• Task 1:
In the OPUS-CAT fine-tuning text, which two kinds of data can be used to fine-tune a model?
• Task 2:
Print the part of the OPUS-CAT fine-tuning text starting with "Fine-tuning is a" and going on through "with aligned lines.".

• Reading passage:
━━━━

Fine-tuning a model in the OPUS-CAT MT Engine

Fine-tuning is a method of adapting an MT model to a given domain or style. Fine-tuning requires a collection of bilingual sentences (with same source and target languages as the model to be fine-tuned), which represent the domain or style that the MT model should adapt to. For instance, a model can be adapted for medical translation by fine-tuning it with bilingual medical texts. Fine-tuning may take several hours, but it can improve MT quality significantly.

OPUS-CAT MT models can be fine-tuned directly in the OPUS-CAT MT Engine (fine-tuning can also be initiated from the Trados plugin, which is better suited for fine-tuning a model for a specific translation job). Models can be fine-tuned with a TMX translation memory or with a pair of source and target language files with aligned lines.

Most CAT tools support exporting translation memories in the TMX format, see the documentation of your CAT tool for instructions.

━━━━

Dataset entries
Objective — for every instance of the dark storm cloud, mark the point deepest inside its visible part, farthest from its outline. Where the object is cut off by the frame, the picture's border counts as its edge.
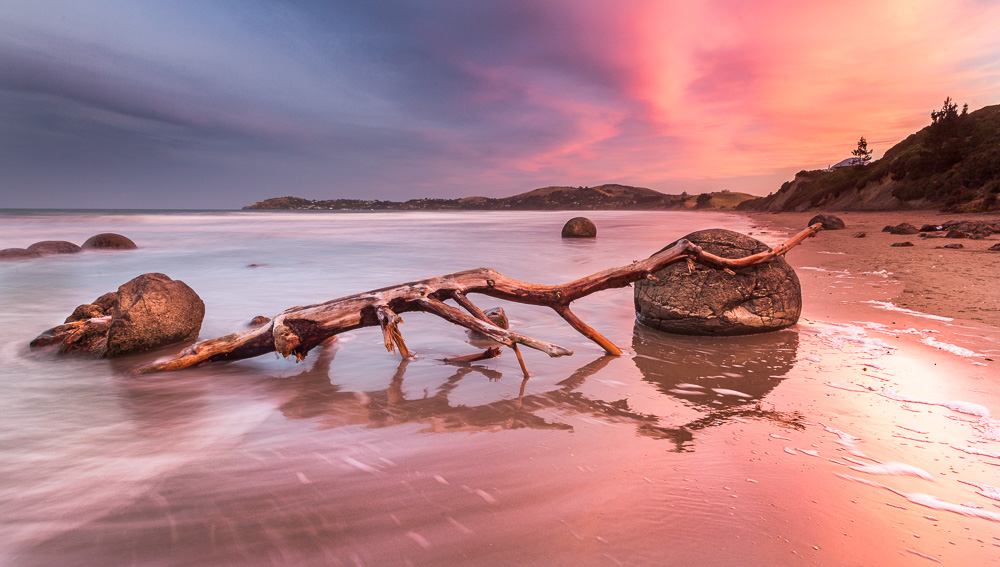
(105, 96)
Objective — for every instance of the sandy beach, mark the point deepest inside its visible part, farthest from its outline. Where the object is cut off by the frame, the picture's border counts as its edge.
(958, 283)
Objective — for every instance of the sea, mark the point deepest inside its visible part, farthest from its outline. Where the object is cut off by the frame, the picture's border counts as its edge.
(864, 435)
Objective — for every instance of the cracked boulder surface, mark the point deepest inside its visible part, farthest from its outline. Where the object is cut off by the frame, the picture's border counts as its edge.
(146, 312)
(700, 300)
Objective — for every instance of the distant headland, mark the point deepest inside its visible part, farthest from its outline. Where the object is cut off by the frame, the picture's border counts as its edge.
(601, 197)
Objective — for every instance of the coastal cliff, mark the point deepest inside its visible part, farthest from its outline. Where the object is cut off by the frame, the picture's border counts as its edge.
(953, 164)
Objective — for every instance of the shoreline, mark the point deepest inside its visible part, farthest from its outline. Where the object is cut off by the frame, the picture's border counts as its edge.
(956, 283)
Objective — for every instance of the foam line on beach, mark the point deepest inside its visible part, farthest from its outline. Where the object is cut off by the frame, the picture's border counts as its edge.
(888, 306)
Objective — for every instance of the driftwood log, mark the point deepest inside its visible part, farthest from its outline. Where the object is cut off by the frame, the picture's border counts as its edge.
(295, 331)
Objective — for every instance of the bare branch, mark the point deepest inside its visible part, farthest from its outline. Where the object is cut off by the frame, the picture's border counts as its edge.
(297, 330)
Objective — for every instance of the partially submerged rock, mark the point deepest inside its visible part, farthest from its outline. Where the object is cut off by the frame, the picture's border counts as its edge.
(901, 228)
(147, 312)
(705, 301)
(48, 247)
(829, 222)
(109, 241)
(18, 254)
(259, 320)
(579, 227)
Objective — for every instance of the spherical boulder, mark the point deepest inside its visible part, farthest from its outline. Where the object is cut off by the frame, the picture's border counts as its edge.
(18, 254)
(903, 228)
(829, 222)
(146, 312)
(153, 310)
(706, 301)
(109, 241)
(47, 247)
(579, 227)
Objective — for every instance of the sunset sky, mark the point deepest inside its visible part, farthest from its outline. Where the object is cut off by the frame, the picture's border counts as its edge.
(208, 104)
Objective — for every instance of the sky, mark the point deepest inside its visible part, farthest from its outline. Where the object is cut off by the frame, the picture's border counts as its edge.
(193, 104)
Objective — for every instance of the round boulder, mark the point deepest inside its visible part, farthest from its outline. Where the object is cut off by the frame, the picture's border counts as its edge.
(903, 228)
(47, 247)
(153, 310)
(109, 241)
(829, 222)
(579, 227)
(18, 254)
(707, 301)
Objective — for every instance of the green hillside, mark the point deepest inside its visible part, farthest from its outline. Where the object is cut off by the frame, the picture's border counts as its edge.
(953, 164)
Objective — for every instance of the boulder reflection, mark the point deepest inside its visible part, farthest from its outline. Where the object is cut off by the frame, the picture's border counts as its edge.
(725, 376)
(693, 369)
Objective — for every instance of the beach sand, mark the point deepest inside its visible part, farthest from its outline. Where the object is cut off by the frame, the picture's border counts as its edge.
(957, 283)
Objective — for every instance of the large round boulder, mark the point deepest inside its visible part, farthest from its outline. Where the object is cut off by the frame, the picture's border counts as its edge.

━━━━

• Exercise output 1:
A TMX translation memory, or a pair of source and target language files with aligned lines.

• Exercise output 2:
Fine-tuning is a method of adapting an MT model to a given domain or style. Fine-tuning requires a collection of bilingual sentences (with same source and target languages as the model to be fine-tuned), which represent the domain or style that the MT model should adapt to. For instance, a model can be adapted for medical translation by fine-tuning it with bilingual medical texts. Fine-tuning may take several hours, but it can improve MT quality significantly.

OPUS-CAT MT models can be fine-tuned directly in the OPUS-CAT MT Engine (fine-tuning can also be initiated from the Trados plugin, which is better suited for fine-tuning a model for a specific translation job). Models can be fine-tuned with a TMX translation memory or with a pair of source and target language files with aligned lines.